> Given passage
= Beginning of Section =
The effect was immediate and large, particularly in urban hubs which could no longer rely on federally funded centers to house their transient populations. San Francisco’s skid row—Howard Street, between Third and Fourth Streets—became a hub of activity for the homeless and jobless because of the presence of employment agencies. In 1937, Dorothea Lange captured the men who gathered there as they looked at the job boards, gambled with pennies in the street, drank, and slept on the sidewalks.
“In New York City, private agencies, straining to take care of their own, could not absorb the transient,” writes Joan M. Crouse in her 1986 book The Homeless Transient in the Great Depression. “A one-night census of the city conducted by the Emergency Relief Bureau found 6,000 men sleeping in subways, parks, abandoned buildings, terminals, and similar makeshift shelters.” Roosevelt’s rejection of direct relief would have a lasting effect on the way homelessness was dealt with in the United States, right up to present day.
Then
Dorothea Lange, 1936
Nipomo, California
Courtesy of the Library of Congress
Now
Rosalind Fox Solomon, 2018–19
New York City
Now
Rosalind Fox Solomon, 2018–19
New York City
Rosalind Fox Solomon has been photographing ordinary people for nearly 50 years. Working in black and white, the New York-based photographer has documented those facing hardship—such as people living with AIDS, mothers living in poverty, or patients recovering in hospitals—with a singular dignity. Solomon does not approach her subjects as a street photographer, but, rather, as a portraitist; her subjects know she is taking their picture, and they have granted her their permission.
= End of Section =
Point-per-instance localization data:
= Beginning of Section =
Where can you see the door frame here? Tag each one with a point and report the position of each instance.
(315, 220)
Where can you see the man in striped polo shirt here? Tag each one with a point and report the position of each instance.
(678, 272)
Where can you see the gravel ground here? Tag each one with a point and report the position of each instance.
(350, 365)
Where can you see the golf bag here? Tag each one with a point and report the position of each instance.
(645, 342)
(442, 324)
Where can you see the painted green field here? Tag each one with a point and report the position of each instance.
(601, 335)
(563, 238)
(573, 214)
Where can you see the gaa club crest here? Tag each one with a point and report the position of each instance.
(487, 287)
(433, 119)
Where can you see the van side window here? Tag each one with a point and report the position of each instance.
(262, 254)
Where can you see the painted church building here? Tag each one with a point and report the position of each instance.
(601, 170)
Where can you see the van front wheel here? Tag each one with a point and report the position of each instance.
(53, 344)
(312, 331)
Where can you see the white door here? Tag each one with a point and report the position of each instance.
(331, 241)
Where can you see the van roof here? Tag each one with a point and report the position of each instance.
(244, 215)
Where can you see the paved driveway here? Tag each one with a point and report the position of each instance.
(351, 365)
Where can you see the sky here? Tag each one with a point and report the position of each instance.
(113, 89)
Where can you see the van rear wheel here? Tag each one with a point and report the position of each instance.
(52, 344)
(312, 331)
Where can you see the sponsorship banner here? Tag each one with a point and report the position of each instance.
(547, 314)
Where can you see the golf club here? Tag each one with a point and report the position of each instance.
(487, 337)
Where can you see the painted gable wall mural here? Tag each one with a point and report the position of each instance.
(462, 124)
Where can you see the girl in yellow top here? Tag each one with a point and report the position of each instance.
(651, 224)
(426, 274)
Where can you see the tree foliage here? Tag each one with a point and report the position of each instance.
= End of Section =
> Required action 1
From the passage on homelessness during the Great Depression, reproduce word for word the portion starting at "The effect was" and ending at "on the sidewalks.".
> Required action 2
Proceed with the passage on homelessness during the Great Depression, picking up after its final sentence.

> Response area 1
The effect was immediate and large, particularly in urban hubs which could no longer rely on federally funded centers to house their transient populations. San Francisco’s skid row—Howard Street, between Third and Fourth Streets—became a hub of activity for the homeless and jobless because of the presence of employment agencies. In 1937, Dorothea Lange captured the men who gathered there as they looked at the job boards, gambled with pennies in the street, drank, and slept on the sidewalks.

> Response area 2
For Federal Project No. 2, Solomon photographed those living on the street in New York, a city where nearly 80,000 people are homeless. As always in Solomon’s work, their willingness to be photographed is an essential element of the interaction. Below, Solomon explains her process.
How I see someone—through the camera lens, through my own eyes—is crucial to my work. I try to approach people with some understanding about their lives. For this project, I found homeless men and women on the street, I learned something about them during brief conversations, and then I looked directly and carefully at them through my camera.
What unites my subjects is that all of them are, somehow or another, on the fringes of society. I have lived in New York since the early 1980s, photographing people I might meet on the street or in the park, though never specifically looking out for the homeless.
I usually want my subjects to look directly at me. As I focus, they stare into my viewfinder. Although these are just a few individuals, they stand for the immense homeless population in New York and throughout the United States. The best that I can do is to enable the viewer to see what I saw. My subjects are all people who are on the fringes of society, people who we do not always look at. Perhaps that is because when we do, we feel guilty; when we do look, we question our own humanity.
When I photographed this boy (above) more than 30 years ago, I had been photographing passersby in New York. When I saw this child on the streets asking for help, I was shocked. I had seen that in Kolkata, but not in New York. I gave him money for food.
I hope that viewers with awareness of their own comfortable lives will look and feel the sadness of these homeless people and ask themselves why, in our abundant society, we cannot do more to alleviate this situation.